* Start *

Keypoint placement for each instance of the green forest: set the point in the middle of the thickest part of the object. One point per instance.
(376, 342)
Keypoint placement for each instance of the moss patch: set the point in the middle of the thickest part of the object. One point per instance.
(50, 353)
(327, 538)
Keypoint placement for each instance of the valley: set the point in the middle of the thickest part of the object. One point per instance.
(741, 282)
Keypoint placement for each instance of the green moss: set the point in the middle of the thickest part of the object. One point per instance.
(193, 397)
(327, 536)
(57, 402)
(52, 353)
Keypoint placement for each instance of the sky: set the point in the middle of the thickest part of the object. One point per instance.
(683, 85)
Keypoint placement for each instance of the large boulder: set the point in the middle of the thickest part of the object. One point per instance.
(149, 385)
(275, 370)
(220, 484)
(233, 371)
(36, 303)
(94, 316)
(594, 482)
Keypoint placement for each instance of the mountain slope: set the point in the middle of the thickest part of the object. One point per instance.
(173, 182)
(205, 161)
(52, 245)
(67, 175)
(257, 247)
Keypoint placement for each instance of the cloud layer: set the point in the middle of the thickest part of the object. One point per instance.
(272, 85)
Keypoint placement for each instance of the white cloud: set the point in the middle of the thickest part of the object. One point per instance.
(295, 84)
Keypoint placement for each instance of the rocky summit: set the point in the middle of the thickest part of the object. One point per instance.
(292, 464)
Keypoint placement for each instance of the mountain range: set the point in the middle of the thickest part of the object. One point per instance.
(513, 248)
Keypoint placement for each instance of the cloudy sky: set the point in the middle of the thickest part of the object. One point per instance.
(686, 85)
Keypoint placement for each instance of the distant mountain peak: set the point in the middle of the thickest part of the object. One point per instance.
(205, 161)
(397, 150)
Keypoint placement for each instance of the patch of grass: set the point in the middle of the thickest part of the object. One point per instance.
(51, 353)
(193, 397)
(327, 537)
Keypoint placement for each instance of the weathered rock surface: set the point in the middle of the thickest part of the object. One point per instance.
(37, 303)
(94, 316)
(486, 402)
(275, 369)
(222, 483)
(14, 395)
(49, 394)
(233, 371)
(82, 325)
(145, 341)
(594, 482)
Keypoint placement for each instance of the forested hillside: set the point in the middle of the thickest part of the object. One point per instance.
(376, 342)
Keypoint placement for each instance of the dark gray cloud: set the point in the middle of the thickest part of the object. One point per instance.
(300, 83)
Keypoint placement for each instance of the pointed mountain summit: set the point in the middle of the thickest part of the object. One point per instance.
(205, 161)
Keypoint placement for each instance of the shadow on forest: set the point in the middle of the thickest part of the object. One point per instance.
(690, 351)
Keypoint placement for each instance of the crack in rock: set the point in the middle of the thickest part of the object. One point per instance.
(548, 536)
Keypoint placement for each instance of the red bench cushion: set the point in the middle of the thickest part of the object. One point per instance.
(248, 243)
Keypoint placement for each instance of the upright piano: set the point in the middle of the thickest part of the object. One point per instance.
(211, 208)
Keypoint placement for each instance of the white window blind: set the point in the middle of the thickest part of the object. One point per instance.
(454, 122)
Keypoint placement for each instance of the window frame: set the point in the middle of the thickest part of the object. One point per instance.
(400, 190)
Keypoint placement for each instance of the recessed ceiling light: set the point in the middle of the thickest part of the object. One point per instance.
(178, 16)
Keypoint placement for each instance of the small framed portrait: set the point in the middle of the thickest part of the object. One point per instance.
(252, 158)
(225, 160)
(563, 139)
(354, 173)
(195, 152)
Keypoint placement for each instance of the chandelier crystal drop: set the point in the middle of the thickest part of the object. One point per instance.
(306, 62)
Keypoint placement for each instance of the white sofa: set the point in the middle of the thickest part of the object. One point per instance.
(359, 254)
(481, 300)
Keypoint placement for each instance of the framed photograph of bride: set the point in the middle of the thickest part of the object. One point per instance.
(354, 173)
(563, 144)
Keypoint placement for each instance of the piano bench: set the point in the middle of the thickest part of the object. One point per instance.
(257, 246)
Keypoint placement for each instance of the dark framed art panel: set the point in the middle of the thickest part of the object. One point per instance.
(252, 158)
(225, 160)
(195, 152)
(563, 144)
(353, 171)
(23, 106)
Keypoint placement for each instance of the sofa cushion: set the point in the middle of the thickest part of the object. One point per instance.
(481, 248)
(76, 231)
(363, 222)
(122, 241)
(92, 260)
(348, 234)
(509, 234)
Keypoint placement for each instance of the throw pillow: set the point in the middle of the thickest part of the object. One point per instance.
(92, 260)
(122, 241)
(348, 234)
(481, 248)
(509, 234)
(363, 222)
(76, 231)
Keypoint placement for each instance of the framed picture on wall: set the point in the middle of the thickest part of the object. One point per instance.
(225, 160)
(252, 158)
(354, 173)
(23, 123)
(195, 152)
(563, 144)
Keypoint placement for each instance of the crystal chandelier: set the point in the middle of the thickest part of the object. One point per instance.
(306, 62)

* End *

Using the data above, return each line exactly as written.

Keypoint placement for each instance of the green forest: set the point in the middle of the thickest part of the object. One point per instance.
(376, 342)
Keypoint placement for each instance of the moss patch: set the point in the middle of the thickest part of the object. One point per instance.
(50, 353)
(327, 538)
Keypoint placement for each instance of the valley: set the point in the middle of the thickest part of the object. One point per instance.
(741, 282)
Keypoint placement for each instance of the green moss: set the point in the middle of the thickest part of the object. One point per instance.
(193, 397)
(327, 536)
(57, 402)
(52, 353)
Keypoint placement for each instance of the sky: set the point in the middle of the thickest part of the object. One point per instance.
(683, 85)
Keypoint placement for each instance of the large boulder: set the point in the middle of the thickest part of the object. One point per instance.
(149, 385)
(275, 370)
(220, 484)
(233, 371)
(36, 303)
(94, 316)
(594, 482)
Keypoint placement for each instance of the mountain slope: set the point in the middle of the thickest part of the object. One point per instance.
(173, 182)
(205, 161)
(52, 245)
(67, 175)
(257, 247)
Keypoint placement for each instance of the cloud layer: set the point in the middle of the thickest part of the object. One point per instance.
(272, 85)
Keypoint placement for each instance of the white cloud: set the point in the middle of the thickest part of the object. One point per instance.
(295, 84)
Keypoint placement for each instance of the rocky summit: set the point in the middle of the thickest part of the object. One point per instance.
(292, 464)
Keypoint placement for each instance of the mountain range: set the point in the middle of the thickest part of the object. One point per instance.
(513, 248)
Keypoint placement for each instance of the cloudy sky: set the point in the middle of the thickest part of the object. One point per instance.
(686, 85)
Keypoint placement for each instance of the distant mountain peak: set the point in the middle of the thickest part of the object. One point per instance.
(205, 161)
(397, 150)
Keypoint placement for each instance of the patch of grass: set the point in the middle of the thickest part of the object. One point per instance.
(51, 353)
(193, 397)
(327, 537)
Keypoint placement for each instance of the weathered rock surface: set the point in the middle of the thickest part of the object. One point per instance.
(37, 303)
(94, 316)
(486, 402)
(275, 369)
(222, 483)
(14, 395)
(49, 394)
(233, 371)
(82, 325)
(145, 341)
(594, 482)
Keypoint placement for each instance of the forested hillside: set the point in the middle of the thickest part of the object. One point per instance.
(376, 342)
Keypoint placement for each instance of the dark gray cloud: set the point in the middle of the thickest part of the object. One point per instance.
(300, 83)
Keypoint placement for each instance of the pointed mountain summit: set the point in the middle of the thickest part of the object. One point per instance.
(205, 161)
Keypoint placement for each instance of the shadow on forest: set the point in the middle of the thickest part of the object. One point per instance.
(690, 351)
Keypoint placement for each instance of the crack in rock: set the point in the middle of the thickest part of the object. One point per instance.
(548, 536)
Keypoint placement for each instance of the red bench cushion: set the point in the middle of the thickest part of the object. One point per instance.
(248, 243)
Keypoint placement for each instance of the upright piano: set the point in the middle of the thickest part of the object. One point per instance.
(211, 208)
Keypoint placement for each instance of the white window blind: set the point in the middle of the thickest part of the object. One point per instance.
(454, 122)
Keypoint placement for each instance of the window frame: set the point in the middle of the thickest part of the object. One point per instance.
(400, 190)
Keypoint placement for each instance of the recessed ceiling light: set the point in the middle of the thickest part of the object. One point per instance.
(178, 16)
Keypoint placement for each instance of the small framed portrait: set the point in the middle of the thickest part of the object. One point per instance.
(252, 158)
(225, 160)
(563, 139)
(354, 173)
(195, 152)
Keypoint placement for each instance of the chandelier crystal drop: set the point in the middle of the thickest part of the object. One point per instance.
(306, 62)
Keypoint placement for each instance of the white sofa: set the point in the middle of the thickest part of the object. One point per instance.
(359, 254)
(481, 300)
Keypoint placement for each instance of the framed photograph of bride: set the point in the middle of the thickest part of the object. One point per instance.
(354, 173)
(563, 144)
Keypoint placement for each instance of the piano bench: set the point in the middle of the thickest part of the object. One point per instance.
(257, 246)
Keypoint placement for each instance of the dark framed art panel: set the point in the middle of the thickest part of the object. One point per instance.
(252, 158)
(225, 160)
(195, 152)
(563, 144)
(353, 171)
(23, 106)
Keypoint placement for each instance of the sofa cushion: set the point in the middle of the thickest part of the object. One point per instance.
(481, 248)
(76, 231)
(363, 222)
(122, 241)
(92, 260)
(348, 234)
(509, 234)
Keypoint placement for each instance of the throw pillow: set the point in the middle of the thickest part of the object. One point per instance.
(92, 260)
(122, 241)
(348, 234)
(481, 248)
(509, 234)
(363, 222)
(76, 231)
Keypoint placement for each instance of the framed picture on wall: set the point in the middle of the thickest part of the object. One point per instance.
(225, 160)
(252, 158)
(354, 173)
(23, 123)
(195, 152)
(563, 144)
Keypoint placement for each instance of the crystal chandelier: set the point in the middle of the thickest part of the object. One point per instance.
(306, 62)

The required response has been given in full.